→ **Extract provided**
[Start]

# Advice On Fiancee's Obession



## Taurus94 (Dec 20, 2013)

Hello, I came here to get some advice on how to handle my fiancée's obsession with anything to do with serial killers. Both real and fictional.


----------



## 6301 (May 11, 2013)

Yeah. Move on and quick. Be a whole different story if she was into growing big tomatoes or something harmless but this sounds like one of those people that want to marry a mass murderer whose in jail for life. Move on and find someone normal because this aint.


----------



## BashfulB (Jul 1, 2013)

Well that is weird. But have you asked her why? Criminal science is pretty fascinating. 

I for one am big on the Italian mafia. I got interested reading the Godfather trilogy by Puzo, and since then I've read a few more books on the subject. While I do not admire the criminality and the horrible things these organizations have done, I am fascinated with how they have existed and thrived despite the pressures of law enforcement and negative publicity. 

Maybe your fiancée is interested in the psychology of serial killers and not so much the killing. Are we to say that someone should not marry an FBI profiler? To become a good profiler you have to have some fascination with those you are profiling.
_Posted via Mobile Device_


----------



## Taurus94 (Dec 20, 2013)

First to 6301, I just want to say that I just don't think I could just move on and find someone else, because I love her too much to do that.

[End]

→ **Data for this task**
[Start]

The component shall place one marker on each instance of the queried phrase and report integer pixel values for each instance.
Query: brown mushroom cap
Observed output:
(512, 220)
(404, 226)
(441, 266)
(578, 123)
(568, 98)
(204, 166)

[End]

→ **Tasks for this exercise**
a: Output every row in Block 1 as a JSON list of strings, one string per row, with blank lines left out.
b: Write what comes next in the forum thread about a fiancée's obsession with serial killers, picking up after its last sentence.

→ **Written responses**
a:
[
  "The component shall place one marker on each instance of the queried phrase and report integer pixel values for each instance.",
  "Query: brown mushroom cap",
  "Observed output:",
  "(512, 220)",
  "(404, 226)",
  "(441, 266)",
  "(578, 123)",
  "(568, 98)",
  "(204, 166)"
]

b:
Second to Bashfulbull, I have tried to ask her about this. But whenever I try to ask her about this she just gets angry at me and just refuse to tell me anything about this beyond it's just a hobby. Then she stops talking to me for a few hours. so I don't really know if she interested in the psychology of serial killers, or the killings. But I'm going to guess it's the killings since last I checked she still wants to become a hairdresser not a profiler or anything like that.
Lastly, I just want to thank you both for your reply's.


----------



## Sandfly (Dec 8, 2013)

I had a GF who was into serial killers.

She was mad on anything brutally gruesome. She started collecting books and articles on Jack the Ripper. Her favourite film was natural born killers, and after that 'Monster', then films like the final destinations, screams etc, which we both thought of as comedies.

But it was OK. I was into serial killers too. And I loved those films. Common interests.

As long as you are the more vicious of the two, she'll respect you and look up to you and love you. 

At some point, and more than once, she will attack you unexpectedly (experience talking). At that point you'll have to respond with violence - 'just enough but convincingly more' is best. She'll be turned on by that, and her love will grow. 

If you're a typical nice person, who wants a normal woman, then get away now. Don't try and pretend to be someone you're not in any case.

Mind you, who says every serial killer fanatic has to be the same.

Good luck :smthumbup:


----------



## scatty (Mar 15, 2013)

I, myself, find all human nature fascinating, and my favorite network is Investigation ID. I think more of it in a forensics kind of way. If she sleeps with a knife under her pillow, though, you may want to re-think the relationship.


----------



## Kaboom (Feb 6, 2013)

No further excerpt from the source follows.